**DATA RECORDS:**
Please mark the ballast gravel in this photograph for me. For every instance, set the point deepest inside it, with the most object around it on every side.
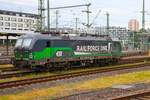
(21, 89)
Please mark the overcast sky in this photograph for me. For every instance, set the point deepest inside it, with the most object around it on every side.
(121, 11)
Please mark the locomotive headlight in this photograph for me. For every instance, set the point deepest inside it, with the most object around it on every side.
(30, 56)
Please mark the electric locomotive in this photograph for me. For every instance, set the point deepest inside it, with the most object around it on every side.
(64, 51)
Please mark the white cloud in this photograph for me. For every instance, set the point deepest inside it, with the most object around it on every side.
(21, 2)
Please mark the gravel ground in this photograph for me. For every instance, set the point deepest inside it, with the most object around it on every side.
(65, 81)
(108, 93)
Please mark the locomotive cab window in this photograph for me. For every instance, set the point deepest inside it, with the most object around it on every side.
(26, 42)
(48, 44)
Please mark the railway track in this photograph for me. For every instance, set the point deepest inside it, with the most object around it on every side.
(8, 69)
(144, 95)
(65, 76)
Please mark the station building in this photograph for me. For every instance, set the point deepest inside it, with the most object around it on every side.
(13, 24)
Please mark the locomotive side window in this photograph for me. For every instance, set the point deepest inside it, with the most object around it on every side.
(19, 43)
(26, 42)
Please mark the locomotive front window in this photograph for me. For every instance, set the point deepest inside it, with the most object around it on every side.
(19, 43)
(26, 42)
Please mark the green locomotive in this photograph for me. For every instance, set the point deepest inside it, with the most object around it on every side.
(63, 51)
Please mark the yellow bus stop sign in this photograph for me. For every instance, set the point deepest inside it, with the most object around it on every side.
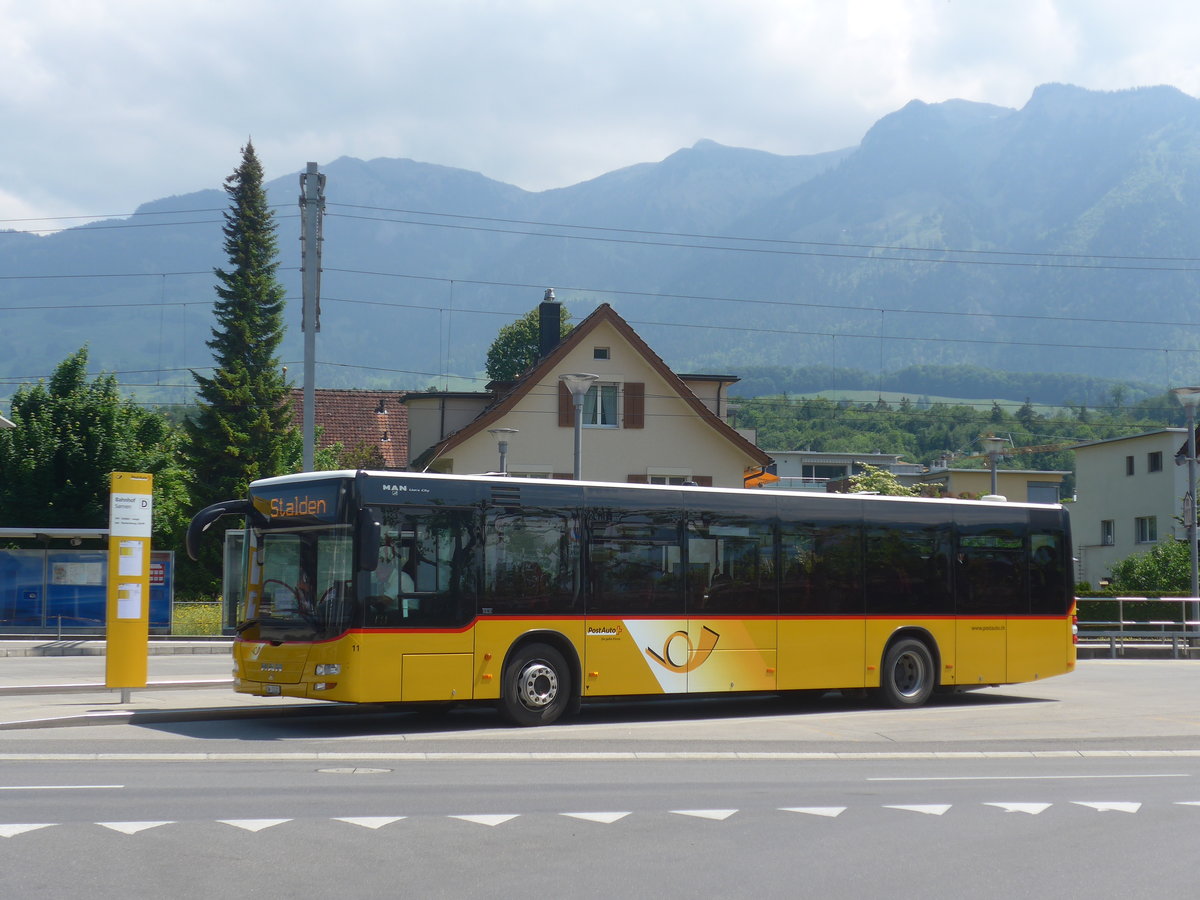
(130, 513)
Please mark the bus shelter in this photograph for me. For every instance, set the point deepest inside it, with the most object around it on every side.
(63, 586)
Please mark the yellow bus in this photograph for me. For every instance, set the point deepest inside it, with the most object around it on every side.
(538, 594)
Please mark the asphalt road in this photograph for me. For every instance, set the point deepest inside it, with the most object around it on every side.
(1083, 785)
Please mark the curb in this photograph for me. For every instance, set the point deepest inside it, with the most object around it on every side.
(132, 717)
(94, 648)
(17, 690)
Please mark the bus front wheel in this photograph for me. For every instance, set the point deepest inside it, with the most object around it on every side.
(537, 687)
(907, 675)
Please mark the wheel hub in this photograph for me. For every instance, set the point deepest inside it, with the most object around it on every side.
(538, 685)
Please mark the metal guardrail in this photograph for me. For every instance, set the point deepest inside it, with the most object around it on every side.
(1182, 634)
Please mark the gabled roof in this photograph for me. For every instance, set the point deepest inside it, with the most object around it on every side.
(359, 418)
(551, 361)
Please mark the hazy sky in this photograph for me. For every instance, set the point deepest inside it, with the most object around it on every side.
(109, 103)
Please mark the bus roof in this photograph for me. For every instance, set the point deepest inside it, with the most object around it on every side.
(349, 474)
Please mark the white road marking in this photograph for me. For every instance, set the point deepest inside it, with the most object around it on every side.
(12, 831)
(601, 817)
(61, 787)
(1110, 807)
(1031, 808)
(1020, 778)
(631, 755)
(491, 821)
(253, 825)
(370, 821)
(132, 827)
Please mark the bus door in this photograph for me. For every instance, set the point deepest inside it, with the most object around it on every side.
(822, 630)
(636, 633)
(989, 586)
(732, 598)
(419, 604)
(1039, 643)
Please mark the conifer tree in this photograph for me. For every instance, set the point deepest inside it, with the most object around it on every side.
(515, 348)
(243, 427)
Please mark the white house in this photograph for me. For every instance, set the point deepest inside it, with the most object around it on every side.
(1129, 496)
(642, 423)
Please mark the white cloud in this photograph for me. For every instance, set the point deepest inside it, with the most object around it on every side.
(126, 101)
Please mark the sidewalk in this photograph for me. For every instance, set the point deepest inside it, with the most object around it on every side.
(49, 683)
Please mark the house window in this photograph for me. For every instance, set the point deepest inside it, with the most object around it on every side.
(1147, 529)
(600, 406)
(669, 479)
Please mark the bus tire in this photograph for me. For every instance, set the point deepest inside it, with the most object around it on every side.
(537, 688)
(907, 677)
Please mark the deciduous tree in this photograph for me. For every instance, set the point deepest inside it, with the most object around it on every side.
(71, 435)
(515, 348)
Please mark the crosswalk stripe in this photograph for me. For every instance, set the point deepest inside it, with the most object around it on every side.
(601, 817)
(1031, 808)
(132, 827)
(253, 825)
(370, 821)
(1110, 807)
(492, 821)
(12, 831)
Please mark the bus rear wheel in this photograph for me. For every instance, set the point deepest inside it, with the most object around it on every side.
(906, 678)
(537, 688)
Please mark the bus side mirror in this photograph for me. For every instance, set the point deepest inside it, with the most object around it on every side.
(370, 534)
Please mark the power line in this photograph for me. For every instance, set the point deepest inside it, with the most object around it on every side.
(822, 253)
(769, 240)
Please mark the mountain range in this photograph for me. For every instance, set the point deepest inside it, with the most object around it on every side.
(1059, 238)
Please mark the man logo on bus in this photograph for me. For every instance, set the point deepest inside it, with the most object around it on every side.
(678, 655)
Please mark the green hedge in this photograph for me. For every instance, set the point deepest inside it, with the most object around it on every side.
(197, 618)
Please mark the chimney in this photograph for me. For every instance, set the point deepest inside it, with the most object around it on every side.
(549, 313)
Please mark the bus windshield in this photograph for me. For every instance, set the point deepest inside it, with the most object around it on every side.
(306, 585)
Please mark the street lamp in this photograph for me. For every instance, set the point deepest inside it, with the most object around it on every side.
(994, 447)
(502, 437)
(1188, 399)
(579, 383)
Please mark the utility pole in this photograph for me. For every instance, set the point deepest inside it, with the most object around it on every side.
(312, 209)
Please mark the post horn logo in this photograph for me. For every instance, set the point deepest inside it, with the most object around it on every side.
(678, 645)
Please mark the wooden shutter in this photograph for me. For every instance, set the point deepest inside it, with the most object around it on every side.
(635, 405)
(565, 408)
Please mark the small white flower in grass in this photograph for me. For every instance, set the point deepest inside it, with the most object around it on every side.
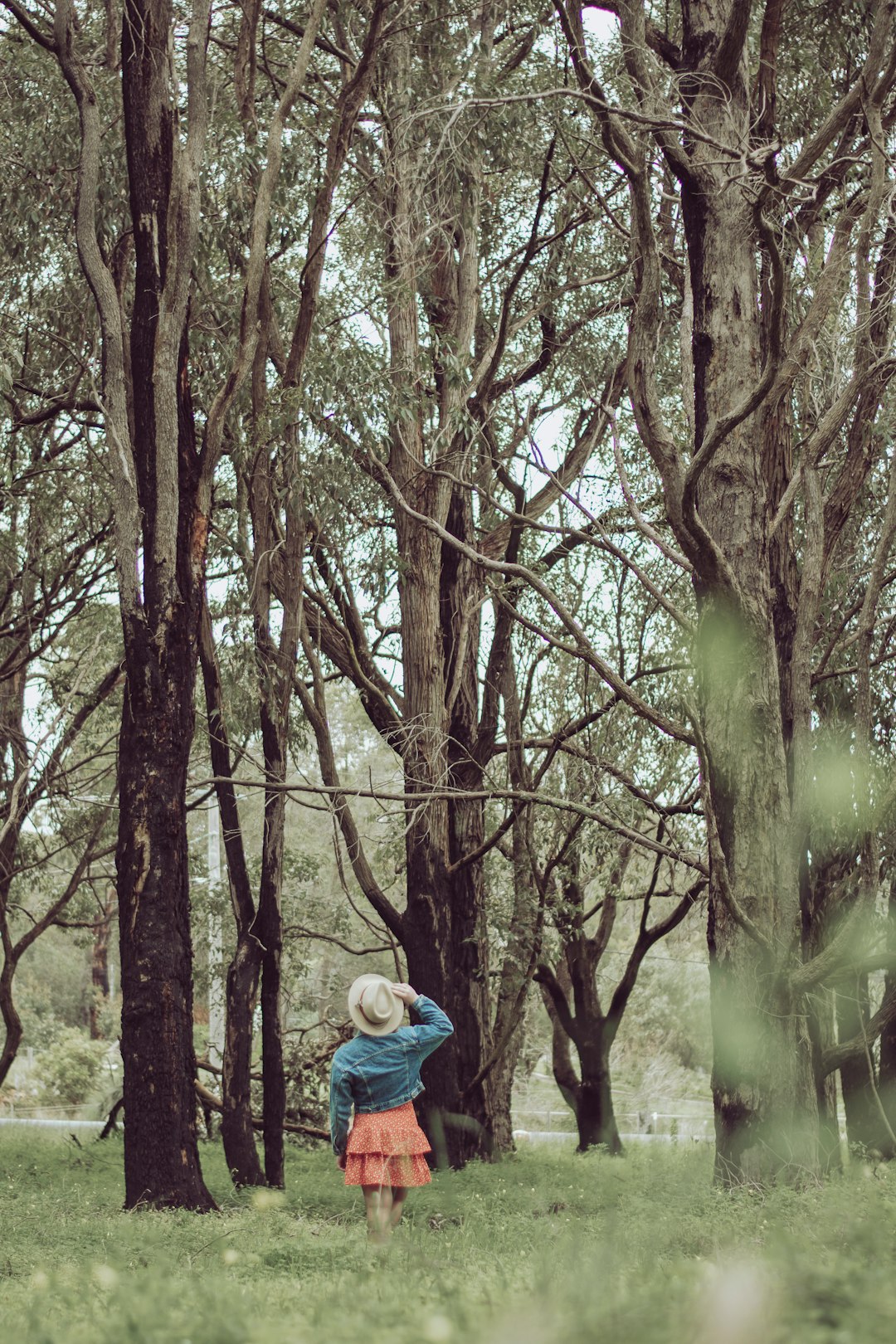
(438, 1329)
(265, 1199)
(105, 1276)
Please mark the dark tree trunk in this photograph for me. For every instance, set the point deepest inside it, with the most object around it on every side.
(11, 1019)
(238, 1135)
(162, 1157)
(889, 1034)
(236, 1132)
(160, 633)
(763, 1088)
(100, 965)
(861, 1107)
(594, 1114)
(587, 1092)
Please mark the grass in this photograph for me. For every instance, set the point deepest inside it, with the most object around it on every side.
(543, 1249)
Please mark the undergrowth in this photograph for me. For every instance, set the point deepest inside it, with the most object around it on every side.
(544, 1248)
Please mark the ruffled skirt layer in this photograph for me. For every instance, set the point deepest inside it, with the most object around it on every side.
(387, 1148)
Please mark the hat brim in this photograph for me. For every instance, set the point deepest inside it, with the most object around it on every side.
(370, 1029)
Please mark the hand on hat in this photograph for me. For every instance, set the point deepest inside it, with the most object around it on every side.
(406, 993)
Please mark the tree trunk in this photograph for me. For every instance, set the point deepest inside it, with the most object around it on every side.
(889, 1035)
(100, 965)
(162, 1155)
(236, 1131)
(160, 624)
(864, 1127)
(763, 1088)
(594, 1116)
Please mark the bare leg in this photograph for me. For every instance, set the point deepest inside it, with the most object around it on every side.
(399, 1195)
(377, 1202)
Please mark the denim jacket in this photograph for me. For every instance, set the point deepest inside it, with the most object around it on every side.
(377, 1073)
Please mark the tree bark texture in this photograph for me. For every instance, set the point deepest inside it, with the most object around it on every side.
(160, 629)
(763, 1089)
(243, 971)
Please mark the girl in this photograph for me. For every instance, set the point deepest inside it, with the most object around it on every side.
(379, 1073)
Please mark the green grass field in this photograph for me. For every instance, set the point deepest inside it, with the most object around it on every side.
(542, 1249)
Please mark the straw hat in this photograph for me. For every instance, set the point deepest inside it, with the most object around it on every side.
(373, 1006)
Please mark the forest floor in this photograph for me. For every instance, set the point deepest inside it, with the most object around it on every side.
(546, 1248)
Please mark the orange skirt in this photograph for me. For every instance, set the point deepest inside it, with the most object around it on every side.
(387, 1148)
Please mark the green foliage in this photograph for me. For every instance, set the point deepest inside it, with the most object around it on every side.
(71, 1069)
(543, 1248)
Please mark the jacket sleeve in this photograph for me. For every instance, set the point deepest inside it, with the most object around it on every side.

**WHAT THE TASK REQUIRES:** Quote, word for word, every line starting at the one that contains "Please mark the forest" and ending with the final line of the entries.

**RESULT OF THE TASK:**
Please mark the forest floor in this photograph for me. For every instance, set the point deepest inside it, with the most object around it on every side.
(546, 1248)
Please mark the orange skirt in this photograph for me. For every instance, set the point deepest inside it, with the most object around it on every side.
(387, 1148)
Please mark the green foliage in this photograph for me. For every instance, set the point deepest inside it, with the most object around it on every side.
(71, 1069)
(543, 1248)
Please mark the jacket sleeve in this photograph for me. For every instance, set the point deepest inside it, with the most object around it on every side.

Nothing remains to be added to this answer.